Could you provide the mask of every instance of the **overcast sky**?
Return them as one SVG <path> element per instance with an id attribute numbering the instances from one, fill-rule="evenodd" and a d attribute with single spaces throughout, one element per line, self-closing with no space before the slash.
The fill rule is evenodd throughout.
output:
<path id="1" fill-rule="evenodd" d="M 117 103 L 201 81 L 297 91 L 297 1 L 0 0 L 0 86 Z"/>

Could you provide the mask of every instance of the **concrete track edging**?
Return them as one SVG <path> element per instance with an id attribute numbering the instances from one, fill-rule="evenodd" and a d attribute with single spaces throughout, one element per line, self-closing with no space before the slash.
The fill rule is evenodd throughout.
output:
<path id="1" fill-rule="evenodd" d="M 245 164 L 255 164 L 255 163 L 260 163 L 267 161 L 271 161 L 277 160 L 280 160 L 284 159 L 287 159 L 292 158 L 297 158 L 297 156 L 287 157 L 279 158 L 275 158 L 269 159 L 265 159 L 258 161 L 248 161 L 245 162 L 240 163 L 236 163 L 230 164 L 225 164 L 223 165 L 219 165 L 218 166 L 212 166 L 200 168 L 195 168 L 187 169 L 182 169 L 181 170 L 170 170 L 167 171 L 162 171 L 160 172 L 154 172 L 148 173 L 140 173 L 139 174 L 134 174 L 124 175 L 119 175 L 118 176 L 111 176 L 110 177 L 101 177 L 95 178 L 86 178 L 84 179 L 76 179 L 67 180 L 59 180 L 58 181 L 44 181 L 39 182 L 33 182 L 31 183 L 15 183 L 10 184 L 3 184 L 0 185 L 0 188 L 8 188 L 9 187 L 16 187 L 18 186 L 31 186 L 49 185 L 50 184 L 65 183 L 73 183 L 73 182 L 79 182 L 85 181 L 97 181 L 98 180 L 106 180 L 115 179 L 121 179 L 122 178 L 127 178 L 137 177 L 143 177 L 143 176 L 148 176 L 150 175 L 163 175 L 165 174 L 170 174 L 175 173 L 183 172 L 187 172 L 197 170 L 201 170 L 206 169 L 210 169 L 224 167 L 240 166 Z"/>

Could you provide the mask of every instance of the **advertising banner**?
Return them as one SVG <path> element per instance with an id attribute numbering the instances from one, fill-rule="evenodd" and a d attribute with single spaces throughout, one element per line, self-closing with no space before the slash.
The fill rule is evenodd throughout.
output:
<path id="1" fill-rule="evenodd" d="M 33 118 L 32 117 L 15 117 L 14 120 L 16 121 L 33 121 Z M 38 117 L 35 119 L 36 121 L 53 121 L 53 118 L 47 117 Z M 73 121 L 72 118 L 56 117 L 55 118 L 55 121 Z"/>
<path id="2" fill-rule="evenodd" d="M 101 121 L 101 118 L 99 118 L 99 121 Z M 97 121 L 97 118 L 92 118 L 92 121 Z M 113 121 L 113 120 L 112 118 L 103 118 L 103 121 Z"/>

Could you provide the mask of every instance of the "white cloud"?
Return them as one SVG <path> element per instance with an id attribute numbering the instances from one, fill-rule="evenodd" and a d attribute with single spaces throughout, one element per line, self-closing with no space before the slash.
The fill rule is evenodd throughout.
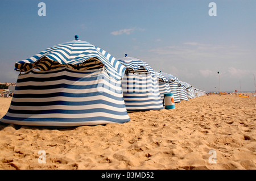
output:
<path id="1" fill-rule="evenodd" d="M 199 73 L 204 77 L 208 77 L 210 76 L 213 76 L 216 74 L 215 72 L 213 72 L 212 70 L 207 69 L 207 70 L 199 70 Z"/>
<path id="2" fill-rule="evenodd" d="M 130 35 L 133 33 L 134 31 L 138 30 L 139 31 L 143 31 L 145 29 L 143 28 L 126 28 L 122 29 L 118 31 L 113 31 L 111 32 L 111 34 L 113 35 L 120 35 L 122 34 Z"/>
<path id="3" fill-rule="evenodd" d="M 228 73 L 233 77 L 244 77 L 251 73 L 249 70 L 241 70 L 233 67 L 228 68 Z"/>
<path id="4" fill-rule="evenodd" d="M 113 35 L 122 35 L 123 33 L 125 33 L 126 35 L 130 35 L 134 31 L 134 28 L 123 29 L 123 30 L 120 30 L 112 32 L 111 33 Z"/>

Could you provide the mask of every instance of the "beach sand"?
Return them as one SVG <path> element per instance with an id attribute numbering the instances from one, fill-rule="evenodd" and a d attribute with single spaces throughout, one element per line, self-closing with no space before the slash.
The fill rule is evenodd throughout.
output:
<path id="1" fill-rule="evenodd" d="M 0 117 L 11 100 L 0 98 Z M 0 169 L 256 169 L 255 113 L 255 97 L 210 95 L 122 124 L 0 125 Z"/>

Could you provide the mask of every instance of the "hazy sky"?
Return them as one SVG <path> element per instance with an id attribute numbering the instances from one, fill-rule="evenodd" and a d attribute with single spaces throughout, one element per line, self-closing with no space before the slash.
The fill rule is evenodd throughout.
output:
<path id="1" fill-rule="evenodd" d="M 41 2 L 46 16 L 38 15 Z M 254 91 L 255 8 L 255 0 L 1 0 L 0 82 L 16 82 L 16 61 L 78 35 L 201 90 L 218 90 L 220 71 L 221 91 L 240 90 L 241 82 Z"/>

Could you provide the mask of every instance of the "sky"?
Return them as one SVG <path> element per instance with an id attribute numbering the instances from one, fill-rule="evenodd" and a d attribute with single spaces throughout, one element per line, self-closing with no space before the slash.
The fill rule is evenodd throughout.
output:
<path id="1" fill-rule="evenodd" d="M 255 0 L 1 0 L 0 82 L 16 82 L 16 62 L 77 35 L 205 91 L 254 92 L 255 7 Z"/>

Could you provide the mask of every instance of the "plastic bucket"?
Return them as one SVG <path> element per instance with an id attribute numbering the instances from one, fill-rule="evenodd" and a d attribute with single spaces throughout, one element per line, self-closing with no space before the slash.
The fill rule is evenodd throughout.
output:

- **EXERCISE DETAILS**
Could you give everything above, from the line containing "the **advertising banner**?" down to the line containing "101 121 L 101" (both included), as a Markdown table with columns Row and Line, leaving out any blank lines?

- **SOLUTION**
| Row | Line |
|---|---|
| 1 | Could you provide the mask of every instance of the **advertising banner**? |
| 2 | Return them as one SVG <path> element per instance with an id attribute numbering the instances from one, fill-rule="evenodd" and a d attribute with single spaces throughout, one element per line, self-closing with no space before the slash. |
| 3 | The fill rule is evenodd throughout. |
| 4 | output: |
| 5 | <path id="1" fill-rule="evenodd" d="M 33 118 L 32 117 L 15 117 L 14 120 L 16 121 L 33 121 Z M 38 117 L 35 119 L 36 121 L 53 121 L 53 118 L 47 117 Z M 73 121 L 72 118 L 56 117 L 55 118 L 55 121 Z"/> |
| 6 | <path id="2" fill-rule="evenodd" d="M 101 121 L 101 118 L 99 118 L 99 121 Z M 97 121 L 97 118 L 92 118 L 92 121 Z M 113 121 L 113 120 L 112 118 L 103 118 L 103 121 Z"/> |